[ASSIGNMENT]: Here the job is to transcribe the data exactly while omitting the images.

(EXTRACTED ENTRIES begins)

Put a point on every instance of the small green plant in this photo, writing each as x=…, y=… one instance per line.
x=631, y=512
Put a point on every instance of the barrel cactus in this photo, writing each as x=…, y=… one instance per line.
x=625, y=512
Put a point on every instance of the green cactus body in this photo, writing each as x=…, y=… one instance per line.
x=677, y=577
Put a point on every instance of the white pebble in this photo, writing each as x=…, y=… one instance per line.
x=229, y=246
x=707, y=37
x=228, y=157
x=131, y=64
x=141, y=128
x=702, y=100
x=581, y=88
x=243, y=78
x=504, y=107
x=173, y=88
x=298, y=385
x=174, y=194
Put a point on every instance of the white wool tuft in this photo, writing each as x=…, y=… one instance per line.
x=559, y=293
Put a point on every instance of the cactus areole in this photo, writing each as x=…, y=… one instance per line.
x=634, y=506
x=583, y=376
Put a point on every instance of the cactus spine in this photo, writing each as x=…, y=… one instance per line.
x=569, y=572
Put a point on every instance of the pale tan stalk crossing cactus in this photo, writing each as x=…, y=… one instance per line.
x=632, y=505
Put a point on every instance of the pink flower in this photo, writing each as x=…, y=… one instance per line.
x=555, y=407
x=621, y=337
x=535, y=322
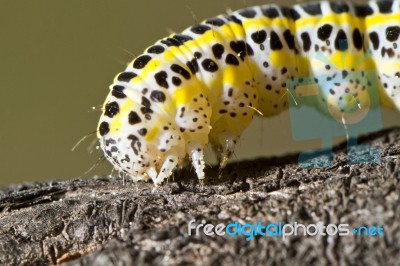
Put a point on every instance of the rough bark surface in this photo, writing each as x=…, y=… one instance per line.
x=103, y=221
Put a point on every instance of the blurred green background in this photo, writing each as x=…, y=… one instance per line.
x=57, y=59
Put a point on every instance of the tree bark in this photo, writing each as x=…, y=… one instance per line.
x=106, y=221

(EXTRACTED ENTRIES ends)

[RESPONSE]:
Put a point on every instance of the small green plant in this photo, writing each as x=…, y=… one instance per line.
x=631, y=512
Put a point on every instance of the barrel cactus in this photo, writing each as x=…, y=… one instance per line.
x=625, y=512
Put a point on every instance of the green cactus body in this photo, writing each as x=…, y=… one instance per line.
x=677, y=577
Put a point on every instance of the white pebble in this photo, writing each as x=…, y=… one instance per line.
x=229, y=246
x=707, y=37
x=228, y=157
x=131, y=64
x=141, y=128
x=702, y=100
x=581, y=88
x=243, y=78
x=504, y=107
x=173, y=88
x=298, y=385
x=174, y=194
Put a point on every instance of the white wool tuft in this photo, writing each as x=…, y=… one instance per line.
x=559, y=293
Put a point on every instance of the cactus areole in this photo, writing each as x=…, y=… one instance per line.
x=634, y=506
x=583, y=376
Put a point on every instance of the cactus spine in this photo, writing each as x=…, y=… one instance per line.
x=569, y=572
Put a point on every instance of the pale tan stalk crossing cactus in this photo, writing each as x=…, y=… one instance per line.
x=632, y=505
Put a point on every instance of the pink flower in this photo, writing each as x=…, y=… one instance per line.
x=555, y=407
x=621, y=337
x=535, y=322
Put a point on every instance of the rough bark surface in this photo, writing each as x=…, y=… one instance per line.
x=103, y=221
Put a point on every instance of the blurred green background in this photo, writing each as x=…, y=… one instance per line.
x=57, y=59
Put a point on every instance of the tree bark in this photo, writing each as x=…, y=… one instance per line.
x=106, y=221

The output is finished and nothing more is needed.